**GOAL OF THE EXERCISE**
Write out the whole listing. Leave out nothing.

**RECORDS SHOWN**
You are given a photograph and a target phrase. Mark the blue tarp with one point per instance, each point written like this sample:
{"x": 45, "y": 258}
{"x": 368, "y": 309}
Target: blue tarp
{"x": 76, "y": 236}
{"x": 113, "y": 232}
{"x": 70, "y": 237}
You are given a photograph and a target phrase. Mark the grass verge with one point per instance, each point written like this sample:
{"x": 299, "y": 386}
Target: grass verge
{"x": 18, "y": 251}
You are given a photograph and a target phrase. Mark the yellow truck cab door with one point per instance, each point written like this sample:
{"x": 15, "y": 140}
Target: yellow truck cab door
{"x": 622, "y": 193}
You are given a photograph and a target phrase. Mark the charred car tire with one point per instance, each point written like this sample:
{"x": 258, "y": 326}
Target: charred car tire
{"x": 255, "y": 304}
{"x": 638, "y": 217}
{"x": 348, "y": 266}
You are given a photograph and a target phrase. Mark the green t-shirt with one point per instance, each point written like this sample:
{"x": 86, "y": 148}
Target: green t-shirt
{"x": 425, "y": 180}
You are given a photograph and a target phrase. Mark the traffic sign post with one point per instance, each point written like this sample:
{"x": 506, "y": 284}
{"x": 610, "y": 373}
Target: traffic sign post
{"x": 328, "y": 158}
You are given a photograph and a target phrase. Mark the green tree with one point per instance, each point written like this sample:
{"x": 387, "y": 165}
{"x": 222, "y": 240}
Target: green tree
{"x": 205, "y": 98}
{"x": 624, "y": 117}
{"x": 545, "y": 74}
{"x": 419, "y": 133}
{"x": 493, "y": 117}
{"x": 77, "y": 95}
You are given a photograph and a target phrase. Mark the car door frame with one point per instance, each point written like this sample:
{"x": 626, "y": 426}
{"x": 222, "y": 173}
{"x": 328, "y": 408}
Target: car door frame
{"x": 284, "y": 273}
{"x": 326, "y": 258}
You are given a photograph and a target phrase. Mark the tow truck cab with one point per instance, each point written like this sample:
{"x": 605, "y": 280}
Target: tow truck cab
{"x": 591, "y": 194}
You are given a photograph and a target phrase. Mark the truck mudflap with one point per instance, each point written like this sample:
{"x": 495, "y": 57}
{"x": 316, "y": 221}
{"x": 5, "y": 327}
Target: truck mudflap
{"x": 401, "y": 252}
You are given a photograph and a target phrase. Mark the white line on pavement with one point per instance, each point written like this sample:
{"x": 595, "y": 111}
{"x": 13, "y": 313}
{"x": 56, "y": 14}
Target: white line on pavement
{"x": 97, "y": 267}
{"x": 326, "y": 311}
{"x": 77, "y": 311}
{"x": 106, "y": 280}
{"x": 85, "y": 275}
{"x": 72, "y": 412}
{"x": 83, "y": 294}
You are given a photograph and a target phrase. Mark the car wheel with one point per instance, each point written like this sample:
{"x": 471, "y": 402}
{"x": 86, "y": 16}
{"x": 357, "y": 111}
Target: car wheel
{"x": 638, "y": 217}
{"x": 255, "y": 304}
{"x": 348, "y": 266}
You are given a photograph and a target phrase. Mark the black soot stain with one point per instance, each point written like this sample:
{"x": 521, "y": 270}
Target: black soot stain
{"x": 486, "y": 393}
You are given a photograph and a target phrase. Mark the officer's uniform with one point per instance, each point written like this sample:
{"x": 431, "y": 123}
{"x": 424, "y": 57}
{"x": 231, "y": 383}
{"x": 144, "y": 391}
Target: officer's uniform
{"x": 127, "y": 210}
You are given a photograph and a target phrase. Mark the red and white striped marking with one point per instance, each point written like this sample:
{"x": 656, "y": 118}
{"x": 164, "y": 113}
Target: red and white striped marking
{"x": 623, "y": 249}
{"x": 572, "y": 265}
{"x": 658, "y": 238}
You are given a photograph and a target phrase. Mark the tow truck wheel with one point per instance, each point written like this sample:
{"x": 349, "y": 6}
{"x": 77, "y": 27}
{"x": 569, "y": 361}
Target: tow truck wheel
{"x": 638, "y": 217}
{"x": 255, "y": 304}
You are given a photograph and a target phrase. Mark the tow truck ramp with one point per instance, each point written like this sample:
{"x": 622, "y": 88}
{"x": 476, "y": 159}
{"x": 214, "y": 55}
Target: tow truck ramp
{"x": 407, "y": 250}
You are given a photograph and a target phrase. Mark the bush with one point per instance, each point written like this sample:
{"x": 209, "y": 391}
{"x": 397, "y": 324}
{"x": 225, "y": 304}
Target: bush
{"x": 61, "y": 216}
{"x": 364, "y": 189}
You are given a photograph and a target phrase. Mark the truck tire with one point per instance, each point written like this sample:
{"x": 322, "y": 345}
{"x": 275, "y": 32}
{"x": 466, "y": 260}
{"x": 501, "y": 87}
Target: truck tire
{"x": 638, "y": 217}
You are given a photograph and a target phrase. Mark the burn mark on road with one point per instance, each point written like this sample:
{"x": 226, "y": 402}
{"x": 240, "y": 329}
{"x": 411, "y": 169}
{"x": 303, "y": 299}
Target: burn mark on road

**RESPONSE TO THIS EXERCISE**
You are given a photograph and a target phrase. Mark the blue tarp with one point per instance, each point written like this sample:
{"x": 45, "y": 258}
{"x": 368, "y": 309}
Target: blue tarp
{"x": 76, "y": 236}
{"x": 113, "y": 232}
{"x": 70, "y": 237}
You are given a photograph and a target phrase. Mark the grass verge with one point per instance, each point written like this sample:
{"x": 299, "y": 386}
Target: grass verge
{"x": 18, "y": 251}
You are given a photograph and a target phrase. Mark the yellow truck cab door with one point per instance, each point written like this sample:
{"x": 15, "y": 140}
Target: yellow truck cab door
{"x": 622, "y": 193}
You are given a photograph and a target phrase. Mark the charred car tire with one point per instance, each point written like this sample:
{"x": 258, "y": 326}
Target: charred car tire
{"x": 255, "y": 304}
{"x": 638, "y": 217}
{"x": 348, "y": 266}
You are given a photograph and a target phrase. Mark the green t-shirt with one point per instance, each point written like this sample:
{"x": 86, "y": 148}
Target: green t-shirt
{"x": 425, "y": 180}
You are given a photograph and a target phrase. Mark the traffic sign post with one point per instance, each point written like this sample:
{"x": 506, "y": 284}
{"x": 610, "y": 373}
Target: traffic sign post
{"x": 328, "y": 158}
You are given a photograph and a target phrase. Mark the green tree with one point per instance, each point written like this sample:
{"x": 387, "y": 165}
{"x": 222, "y": 240}
Target: green tree
{"x": 205, "y": 98}
{"x": 624, "y": 117}
{"x": 545, "y": 74}
{"x": 419, "y": 133}
{"x": 493, "y": 117}
{"x": 77, "y": 95}
You are given a photograph and a target phrase. Mark the car door frame with one point per instance, each point written like this sample:
{"x": 626, "y": 426}
{"x": 222, "y": 173}
{"x": 328, "y": 408}
Target: car door frame
{"x": 284, "y": 273}
{"x": 326, "y": 258}
You are given a photograph and a target phrase. Mark the tow truck cab with one point per instance, each point written like this sample:
{"x": 605, "y": 280}
Target: tow truck cab
{"x": 591, "y": 194}
You are given a photograph and a target phrase. Mark the truck mudflap with one point per instance, each point written like this sample:
{"x": 495, "y": 57}
{"x": 316, "y": 221}
{"x": 5, "y": 327}
Target: truck mudflap
{"x": 401, "y": 252}
You are given a photograph and a target phrase. Mark the white line on pavement with one point per instance, each point written like this sample:
{"x": 595, "y": 111}
{"x": 13, "y": 313}
{"x": 56, "y": 14}
Target: white line on pavement
{"x": 97, "y": 267}
{"x": 326, "y": 311}
{"x": 77, "y": 311}
{"x": 106, "y": 280}
{"x": 85, "y": 275}
{"x": 72, "y": 412}
{"x": 83, "y": 294}
You are given a photograph and a target phrase. Mark the car wheel with one point per instance, each point written like this sample:
{"x": 471, "y": 402}
{"x": 86, "y": 16}
{"x": 357, "y": 111}
Target: car wheel
{"x": 638, "y": 217}
{"x": 255, "y": 304}
{"x": 348, "y": 266}
You are given a photograph and a target phrase. Mark the black soot stain with one point per instance, each point written like this sample:
{"x": 521, "y": 270}
Target: black soot stain
{"x": 486, "y": 393}
You are given a photograph and a target phrase. Mark the officer's uniform with one point per instance, each point written like this sample:
{"x": 431, "y": 123}
{"x": 424, "y": 57}
{"x": 231, "y": 383}
{"x": 144, "y": 391}
Target: officer's uniform
{"x": 127, "y": 210}
You are given a photograph and a target phrase. Mark the red and white striped marking with one point per instance, each point written like this sample:
{"x": 656, "y": 118}
{"x": 164, "y": 113}
Target: red and white striped marking
{"x": 623, "y": 249}
{"x": 572, "y": 265}
{"x": 658, "y": 238}
You are given a photograph and a target phrase. Mark the tow truck wheel with one point per instance, each point written like this sample:
{"x": 349, "y": 6}
{"x": 77, "y": 27}
{"x": 569, "y": 361}
Target: tow truck wheel
{"x": 638, "y": 217}
{"x": 255, "y": 304}
You are given a photograph and a target phrase. Mark the tow truck ramp with one point per instance, each point written like this sample:
{"x": 622, "y": 88}
{"x": 476, "y": 159}
{"x": 214, "y": 55}
Target: tow truck ramp
{"x": 407, "y": 250}
You are given a photograph and a target phrase. Mark the bush with one point per instance, each point written like this sample:
{"x": 209, "y": 391}
{"x": 397, "y": 324}
{"x": 225, "y": 304}
Target: bush
{"x": 61, "y": 216}
{"x": 364, "y": 189}
You are given a photograph and a target phrase. Mark the truck tire with one point per instance, each point written like this sample:
{"x": 322, "y": 345}
{"x": 275, "y": 32}
{"x": 466, "y": 260}
{"x": 501, "y": 87}
Target: truck tire
{"x": 638, "y": 217}
You are given a photograph and a target phrase. Mark the burn mark on road with one point per instance, each point written like this sample:
{"x": 226, "y": 402}
{"x": 240, "y": 329}
{"x": 411, "y": 169}
{"x": 303, "y": 299}
Target: burn mark on road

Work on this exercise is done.